◆ **DATA PROVIDED**
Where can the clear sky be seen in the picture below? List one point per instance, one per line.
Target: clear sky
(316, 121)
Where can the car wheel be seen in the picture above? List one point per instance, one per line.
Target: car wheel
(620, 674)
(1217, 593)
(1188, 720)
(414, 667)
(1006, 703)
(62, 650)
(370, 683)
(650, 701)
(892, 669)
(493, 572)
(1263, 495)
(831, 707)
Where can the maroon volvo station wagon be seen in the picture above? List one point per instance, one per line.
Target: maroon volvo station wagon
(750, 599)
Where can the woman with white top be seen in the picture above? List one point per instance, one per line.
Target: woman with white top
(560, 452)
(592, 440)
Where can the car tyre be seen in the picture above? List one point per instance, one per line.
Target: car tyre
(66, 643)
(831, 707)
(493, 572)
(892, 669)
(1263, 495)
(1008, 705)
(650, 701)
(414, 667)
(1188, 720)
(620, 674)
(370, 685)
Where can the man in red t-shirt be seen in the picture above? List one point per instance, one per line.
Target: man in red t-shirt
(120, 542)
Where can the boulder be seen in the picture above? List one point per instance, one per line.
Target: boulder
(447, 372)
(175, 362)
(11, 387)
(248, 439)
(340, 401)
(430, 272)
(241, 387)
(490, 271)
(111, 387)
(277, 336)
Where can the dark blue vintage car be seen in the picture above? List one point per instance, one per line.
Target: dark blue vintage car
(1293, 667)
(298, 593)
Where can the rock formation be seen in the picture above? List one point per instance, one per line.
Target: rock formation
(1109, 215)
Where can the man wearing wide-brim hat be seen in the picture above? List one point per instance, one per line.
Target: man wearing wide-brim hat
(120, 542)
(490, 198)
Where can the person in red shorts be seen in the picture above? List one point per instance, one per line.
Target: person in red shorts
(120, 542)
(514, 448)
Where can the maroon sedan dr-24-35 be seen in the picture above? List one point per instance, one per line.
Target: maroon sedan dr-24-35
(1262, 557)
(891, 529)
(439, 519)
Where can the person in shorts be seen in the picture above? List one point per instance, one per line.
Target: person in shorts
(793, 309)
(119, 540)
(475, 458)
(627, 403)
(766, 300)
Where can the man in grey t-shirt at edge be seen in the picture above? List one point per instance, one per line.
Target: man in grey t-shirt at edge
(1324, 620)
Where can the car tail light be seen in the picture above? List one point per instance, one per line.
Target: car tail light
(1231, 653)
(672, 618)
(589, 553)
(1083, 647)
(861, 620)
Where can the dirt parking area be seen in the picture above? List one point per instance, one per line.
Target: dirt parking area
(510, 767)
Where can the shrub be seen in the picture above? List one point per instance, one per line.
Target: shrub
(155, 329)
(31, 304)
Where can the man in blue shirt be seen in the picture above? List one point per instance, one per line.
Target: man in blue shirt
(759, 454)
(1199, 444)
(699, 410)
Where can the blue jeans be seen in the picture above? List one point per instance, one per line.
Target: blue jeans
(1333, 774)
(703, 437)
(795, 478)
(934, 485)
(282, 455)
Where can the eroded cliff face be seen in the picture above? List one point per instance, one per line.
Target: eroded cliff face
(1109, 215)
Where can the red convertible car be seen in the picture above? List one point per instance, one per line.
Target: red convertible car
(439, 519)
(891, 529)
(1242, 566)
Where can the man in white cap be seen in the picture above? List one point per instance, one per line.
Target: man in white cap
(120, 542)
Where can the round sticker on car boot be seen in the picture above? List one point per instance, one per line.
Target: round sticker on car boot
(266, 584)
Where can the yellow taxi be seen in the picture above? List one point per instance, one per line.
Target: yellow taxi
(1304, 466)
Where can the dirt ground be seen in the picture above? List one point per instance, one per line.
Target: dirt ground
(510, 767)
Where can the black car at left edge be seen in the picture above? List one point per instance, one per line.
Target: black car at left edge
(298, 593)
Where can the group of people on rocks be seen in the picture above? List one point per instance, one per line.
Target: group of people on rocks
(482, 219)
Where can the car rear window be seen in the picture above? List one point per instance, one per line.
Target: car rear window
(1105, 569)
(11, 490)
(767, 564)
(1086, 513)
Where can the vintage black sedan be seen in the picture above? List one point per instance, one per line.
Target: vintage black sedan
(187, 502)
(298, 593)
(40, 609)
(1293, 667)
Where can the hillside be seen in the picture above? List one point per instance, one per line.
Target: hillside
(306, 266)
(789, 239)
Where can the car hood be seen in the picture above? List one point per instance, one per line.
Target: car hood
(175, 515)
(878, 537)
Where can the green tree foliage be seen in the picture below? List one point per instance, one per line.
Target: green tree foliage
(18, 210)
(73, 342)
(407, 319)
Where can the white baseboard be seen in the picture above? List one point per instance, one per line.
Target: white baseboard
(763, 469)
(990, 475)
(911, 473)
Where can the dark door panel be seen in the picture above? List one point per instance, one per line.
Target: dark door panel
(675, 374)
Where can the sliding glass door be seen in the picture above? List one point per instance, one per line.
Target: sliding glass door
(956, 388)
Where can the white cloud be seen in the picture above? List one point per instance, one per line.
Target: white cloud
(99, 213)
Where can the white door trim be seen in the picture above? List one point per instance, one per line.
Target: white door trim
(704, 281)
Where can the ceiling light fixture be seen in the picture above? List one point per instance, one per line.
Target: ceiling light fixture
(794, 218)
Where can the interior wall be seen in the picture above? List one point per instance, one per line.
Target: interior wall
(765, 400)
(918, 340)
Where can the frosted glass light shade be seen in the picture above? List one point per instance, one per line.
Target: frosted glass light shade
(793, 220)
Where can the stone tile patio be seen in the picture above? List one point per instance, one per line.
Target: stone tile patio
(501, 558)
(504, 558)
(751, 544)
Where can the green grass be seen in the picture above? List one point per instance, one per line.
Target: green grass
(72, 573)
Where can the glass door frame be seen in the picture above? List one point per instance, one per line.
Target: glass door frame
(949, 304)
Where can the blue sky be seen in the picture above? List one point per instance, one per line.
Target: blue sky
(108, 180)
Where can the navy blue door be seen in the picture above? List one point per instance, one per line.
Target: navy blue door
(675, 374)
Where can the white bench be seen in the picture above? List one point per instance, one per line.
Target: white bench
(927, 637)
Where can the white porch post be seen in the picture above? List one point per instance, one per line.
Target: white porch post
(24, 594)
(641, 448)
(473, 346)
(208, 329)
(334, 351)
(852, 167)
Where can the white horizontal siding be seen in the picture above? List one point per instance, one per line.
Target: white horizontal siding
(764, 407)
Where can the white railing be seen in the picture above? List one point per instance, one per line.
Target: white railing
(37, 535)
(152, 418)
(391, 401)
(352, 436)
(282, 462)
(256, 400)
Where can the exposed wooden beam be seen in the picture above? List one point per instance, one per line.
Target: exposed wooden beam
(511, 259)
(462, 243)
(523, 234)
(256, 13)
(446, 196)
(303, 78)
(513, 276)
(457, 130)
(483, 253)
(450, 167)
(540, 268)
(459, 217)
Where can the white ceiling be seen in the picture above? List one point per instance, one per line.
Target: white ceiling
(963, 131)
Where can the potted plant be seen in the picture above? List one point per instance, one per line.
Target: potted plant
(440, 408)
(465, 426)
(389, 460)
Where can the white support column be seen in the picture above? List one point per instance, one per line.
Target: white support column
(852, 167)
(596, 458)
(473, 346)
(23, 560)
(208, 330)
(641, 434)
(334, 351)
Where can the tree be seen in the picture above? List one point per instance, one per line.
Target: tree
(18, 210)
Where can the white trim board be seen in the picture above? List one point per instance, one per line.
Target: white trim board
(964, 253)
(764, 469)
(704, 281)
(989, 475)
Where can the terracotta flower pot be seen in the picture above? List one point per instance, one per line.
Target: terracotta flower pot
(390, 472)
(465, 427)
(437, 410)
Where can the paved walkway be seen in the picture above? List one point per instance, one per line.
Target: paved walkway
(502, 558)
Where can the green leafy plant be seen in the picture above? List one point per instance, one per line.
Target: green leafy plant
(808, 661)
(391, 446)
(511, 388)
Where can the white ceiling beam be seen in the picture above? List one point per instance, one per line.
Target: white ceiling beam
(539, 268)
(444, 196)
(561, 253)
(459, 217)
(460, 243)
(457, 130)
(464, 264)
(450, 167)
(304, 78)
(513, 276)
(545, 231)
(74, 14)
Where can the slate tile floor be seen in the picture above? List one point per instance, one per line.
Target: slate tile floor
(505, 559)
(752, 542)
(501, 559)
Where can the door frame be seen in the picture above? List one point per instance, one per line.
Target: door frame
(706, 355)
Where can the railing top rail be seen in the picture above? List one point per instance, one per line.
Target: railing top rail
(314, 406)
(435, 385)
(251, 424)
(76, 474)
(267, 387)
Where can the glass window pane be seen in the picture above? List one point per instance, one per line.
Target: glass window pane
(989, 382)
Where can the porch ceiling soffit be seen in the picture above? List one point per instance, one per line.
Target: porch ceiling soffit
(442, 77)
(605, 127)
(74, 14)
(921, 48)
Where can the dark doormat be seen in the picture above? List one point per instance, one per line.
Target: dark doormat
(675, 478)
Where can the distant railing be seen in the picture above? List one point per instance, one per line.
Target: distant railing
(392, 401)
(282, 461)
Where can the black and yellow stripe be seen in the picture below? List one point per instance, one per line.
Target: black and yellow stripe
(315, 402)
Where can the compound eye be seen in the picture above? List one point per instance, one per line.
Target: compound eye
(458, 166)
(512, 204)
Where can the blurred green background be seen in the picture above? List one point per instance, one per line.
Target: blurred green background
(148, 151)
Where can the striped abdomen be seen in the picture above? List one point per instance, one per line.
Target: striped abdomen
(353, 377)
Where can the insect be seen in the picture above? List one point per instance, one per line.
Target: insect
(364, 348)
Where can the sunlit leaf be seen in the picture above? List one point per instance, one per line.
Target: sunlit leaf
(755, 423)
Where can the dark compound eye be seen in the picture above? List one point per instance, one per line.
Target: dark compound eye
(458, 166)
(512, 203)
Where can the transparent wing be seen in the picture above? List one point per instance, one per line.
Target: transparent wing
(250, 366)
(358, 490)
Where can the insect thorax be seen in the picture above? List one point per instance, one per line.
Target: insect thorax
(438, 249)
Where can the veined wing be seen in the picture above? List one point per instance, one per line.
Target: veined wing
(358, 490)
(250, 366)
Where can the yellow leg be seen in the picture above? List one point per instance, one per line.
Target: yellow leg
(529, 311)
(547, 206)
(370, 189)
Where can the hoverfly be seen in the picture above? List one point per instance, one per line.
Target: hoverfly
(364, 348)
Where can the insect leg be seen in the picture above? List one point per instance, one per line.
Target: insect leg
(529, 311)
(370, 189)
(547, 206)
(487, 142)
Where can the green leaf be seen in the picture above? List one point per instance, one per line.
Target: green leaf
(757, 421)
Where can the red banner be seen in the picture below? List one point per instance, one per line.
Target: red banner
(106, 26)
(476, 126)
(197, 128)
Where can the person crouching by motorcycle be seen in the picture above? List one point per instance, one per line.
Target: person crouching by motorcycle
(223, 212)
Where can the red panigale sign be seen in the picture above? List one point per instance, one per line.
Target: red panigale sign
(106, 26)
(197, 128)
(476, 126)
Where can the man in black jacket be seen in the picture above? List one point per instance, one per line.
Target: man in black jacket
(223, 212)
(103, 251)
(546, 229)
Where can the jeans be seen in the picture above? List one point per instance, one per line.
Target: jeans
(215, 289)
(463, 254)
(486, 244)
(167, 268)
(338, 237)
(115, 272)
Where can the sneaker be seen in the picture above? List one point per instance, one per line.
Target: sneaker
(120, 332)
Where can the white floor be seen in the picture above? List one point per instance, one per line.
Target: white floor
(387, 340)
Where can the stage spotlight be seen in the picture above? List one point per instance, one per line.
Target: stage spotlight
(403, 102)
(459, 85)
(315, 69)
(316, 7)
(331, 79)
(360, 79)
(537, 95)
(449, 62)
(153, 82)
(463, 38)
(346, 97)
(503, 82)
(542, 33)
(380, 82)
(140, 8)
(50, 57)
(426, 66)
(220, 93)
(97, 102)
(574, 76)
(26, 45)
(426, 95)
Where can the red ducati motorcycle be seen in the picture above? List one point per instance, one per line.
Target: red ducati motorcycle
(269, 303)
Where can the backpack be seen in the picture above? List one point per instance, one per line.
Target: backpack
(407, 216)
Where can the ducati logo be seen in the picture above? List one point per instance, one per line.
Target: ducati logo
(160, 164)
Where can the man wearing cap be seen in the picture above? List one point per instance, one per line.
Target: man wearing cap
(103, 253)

◆ **WORK INSTRUCTION**
In the entries above, find the line with "Where can the woman" and the line with "Where can the car tyre", then set down exactly those two and every line between them, nothing else.

◆ **RESPONSE AREA**
Where can the woman with white top be seen in the picture above? List one point per instance, one per line.
Target: woman with white top
(560, 452)
(592, 440)
Where can the car tyre be seen in the picture above? List one point per instance, one per line.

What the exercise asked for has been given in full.